▶ [Assignment]
From the at-a-glance list in the HOOD earnings text, give every revenue figure reported, with its amount.
Document segment START
At-a-glance: What moved HOOD

Q4 revenue: $1.28B (miss vs ~$1.34–$1.35B expected)

Q4 EPS: $0.66 (beat vs ~$0.63 expected)

Transaction-based revenue: $776M (+15% YoY)

Crypto revenue: $221M (below ~$248M expected)

Options revenue: $314M (about +41% YoY)

Equities revenue: $94M (about +54% YoY)

The sharp drop also reflected how tightly investors have linked Robinhood’s story to crypto and high-frequency retail trading. Crypto revenue was the weak point in the quarter, and it mattered disproportionately to sentiment. Even with strong activity elsewhere, a softer crypto print can quickly change the narrative from “growth platform” to “cyclical trading business,” especially when volatility in digital assets fades or shifts away from the coins and products Robinhood monetizes best.

HOOD price action and the level traders watched

Intraday swing snapshot (approx.)

High ~80.51 Low ~74.29 Prev close ~85.60 Open ~77.98 Washout Last ~76.80

The session range was dramatic: roughly $74.29 to $80.51, with the stock trading around $76–$77 after the initial shock. On days like this, the tape matters as much as the fundamentals: early buyers test support, late sellers chase momentum, and the closing levels often become the next session’s battleground.
Document segment END
Data section START
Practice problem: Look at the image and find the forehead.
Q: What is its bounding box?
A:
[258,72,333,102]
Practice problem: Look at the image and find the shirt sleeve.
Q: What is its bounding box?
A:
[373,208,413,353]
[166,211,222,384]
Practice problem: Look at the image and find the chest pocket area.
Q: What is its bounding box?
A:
Data section END
▶ [Exercise response]
- Q4 revenue: $1.28B
- Transaction-based revenue: $776M
- Crypto revenue: $221M
- Options revenue: $314M
- Equities revenue: $94M